| ARTICLE |
When they formed in 1966, they were a six-piece. By the next year, they had been culled to a power trio — by most accounts, the loudest of their time. While based around 12-bar blues, the sound was thick and rolling, swathed in distortion and quaking bottom end, prone to grimy excursions teetering on the verge of breaking down before returning home. Out of the box, they scored a hit with their signature cover of Eddie Cochran's "Summertime Blues," off their classic debut, Vincebus Eruptum.
"There was a saying around then, 'Kiss babies and eat flowers.' Blue Cheer's motto was 'Kiss flowers and eat babies," says singer/bassist Dickie Peterson. "According to the general consensus of San Francisco's psychedelic peace and love musicians, we were outcasts."
Inspired by the hard rock blues improvisations of Cream and Jimi Hendrix, Blue Cheer was among the pioneers of the American acid-rock movement, along with Iron Butterfly and other acts (The Count Five, The Seeds) that might have been lost were it not for the popularity of the Nuggets collection and periodic garage rock revivals during the past couple of decades. Yet Blue Cheer stands out among their peers for the primal throb and intensity of their shows. Sure, they were loud; they were the first band in the U.S. to employ Marshall amps, having them shipped over from Britain after hearing Hendrix use one.
"I always had guys come up to me and say, 'You can't do that with that amplifier.' See this knob here? Just turn it up to 10. It's that easy," Peterson recalls. "We were pretty sassy little shits."
There's an apocryphal tale that before one of their most famous shows — in 1968 at Detroit's Grande Ballroom, with the MC5 and the Stooges — a call went across Michigan for amplifiers. According to the story, the MC5 borrowed as many as they could to ensure they'd stack up against Blue Cheer, and proceeded to blow windows out in the back of the ballroom.
These days, Peterson's using Ampeg amps (guitarist Andrew "Duck" MacDonald uses old, tube-style Marshalls), but it gets just as loud. He recalls a show a few years ago in an Osaka, Japan, skyscraper.

| ENTRIES SHOWN |

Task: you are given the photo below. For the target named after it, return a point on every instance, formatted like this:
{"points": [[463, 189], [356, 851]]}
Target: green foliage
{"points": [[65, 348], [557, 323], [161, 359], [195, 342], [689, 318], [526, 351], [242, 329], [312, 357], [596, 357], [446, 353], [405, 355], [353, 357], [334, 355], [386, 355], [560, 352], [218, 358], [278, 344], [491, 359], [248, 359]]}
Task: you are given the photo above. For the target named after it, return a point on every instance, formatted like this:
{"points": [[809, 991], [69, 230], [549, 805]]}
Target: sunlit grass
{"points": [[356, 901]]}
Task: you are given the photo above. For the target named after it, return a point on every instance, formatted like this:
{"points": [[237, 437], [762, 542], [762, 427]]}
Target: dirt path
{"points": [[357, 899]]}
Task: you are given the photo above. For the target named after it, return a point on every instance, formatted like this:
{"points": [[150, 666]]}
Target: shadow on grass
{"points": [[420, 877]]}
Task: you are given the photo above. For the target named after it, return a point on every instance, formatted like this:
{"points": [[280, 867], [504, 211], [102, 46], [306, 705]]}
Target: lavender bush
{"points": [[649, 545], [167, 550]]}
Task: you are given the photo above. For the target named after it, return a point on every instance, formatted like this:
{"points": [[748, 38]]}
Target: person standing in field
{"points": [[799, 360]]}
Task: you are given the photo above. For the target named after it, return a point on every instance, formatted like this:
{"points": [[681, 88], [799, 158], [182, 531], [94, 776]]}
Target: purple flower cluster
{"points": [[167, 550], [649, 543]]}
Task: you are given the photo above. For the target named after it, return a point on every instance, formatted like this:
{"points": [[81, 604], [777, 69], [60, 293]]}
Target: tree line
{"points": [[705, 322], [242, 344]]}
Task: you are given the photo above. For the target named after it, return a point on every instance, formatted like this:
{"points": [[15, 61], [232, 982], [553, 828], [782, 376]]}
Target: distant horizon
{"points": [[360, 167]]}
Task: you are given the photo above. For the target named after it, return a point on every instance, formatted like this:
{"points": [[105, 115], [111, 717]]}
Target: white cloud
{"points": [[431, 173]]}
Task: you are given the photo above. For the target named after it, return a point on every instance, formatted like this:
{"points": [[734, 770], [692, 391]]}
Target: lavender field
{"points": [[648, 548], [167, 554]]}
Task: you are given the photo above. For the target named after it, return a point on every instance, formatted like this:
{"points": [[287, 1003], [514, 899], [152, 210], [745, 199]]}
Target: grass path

| PROBLEMS AND TASKS |
• 1. In the article about Blue Cheer, retype the passage from "These days, Peterson's" to "Osaka, Japan, skyscraper.".
• 2. According to the Blue Cheer article, which brand of amplifier was Blue Cheer the first band in the U.S. to use?
• 3. Write the next part of the Blue Cheer article, picking up after its final sentence.

| RESULTS BY TASK |
• 1.
These days, Peterson's using Ampeg amps (guitarist Andrew "Duck" MacDonald uses old, tube-style Marshalls), but it gets just as loud. He recalls a show a few years ago in an Osaka, Japan, skyscraper.

• 2. Marshall amps.

• 3.
"The low-end on these Ampegs was beautiful — it vibrated the foundation of the skyscraper we were in. The low-end was so intense that it shook the tubes right out of Duck's amplifier. The tubes fell out and just started breaking on the floor. Duck looked at me, at first like he was really angry, and I just started laughing and then he started laughing, and the audience started laughing," Peterson says. "It's like, if this isn't rock 'n' roll, what is?"
For Peterson, playing music will always be about the live performance. He, MacDonald, and drummer Paul Whaley still tour old school, cramming in the back of a van with their gear, because, according to him, "When you start getting away from that shit, you stop playing rock 'n' roll." It's a topic dear to his heart, and he echoes a familiar garage/punk ethos when he suggests their sound is "10 percent music, 90 percent attitude. It's how you deliver it."
Witnessing Blue Cheer live greatly enhances your opinion of them. There's a physicality to their thick-limbed boogie that probably can't be appreciated without surrendering the volume knob, and giving over to the slashing peals of guitar and the muscular rhythms.
"Our rhythm section has a lot of tension in it, because Paul's always playing the backbeat and I'm always shuffling. Normally, those two things don't go well together, but we manage to find a wormhole and make it work," Peterson says.
Though one is reminded of Spinal Tap's David St. Hubbins when Peterson recites the hoary conceit about the audience being the fourth member of the band, it's hard to be too judgmental. Blue Cheer's been at it for 40 years; who's to say they didn't invent that cliché? Any suspicions to the contrary are erased when Peterson confirms that (other than the combustible drummers bit) they are Spinal Tap.
"I think they wrote that movie from us; somebody heard enough of our stories. We still get lost on our way to the stage. You think after 40 years of walking around in sub-basements and dressing rooms, you would have an instinct," Peterson says. "Nah, we get lost, man."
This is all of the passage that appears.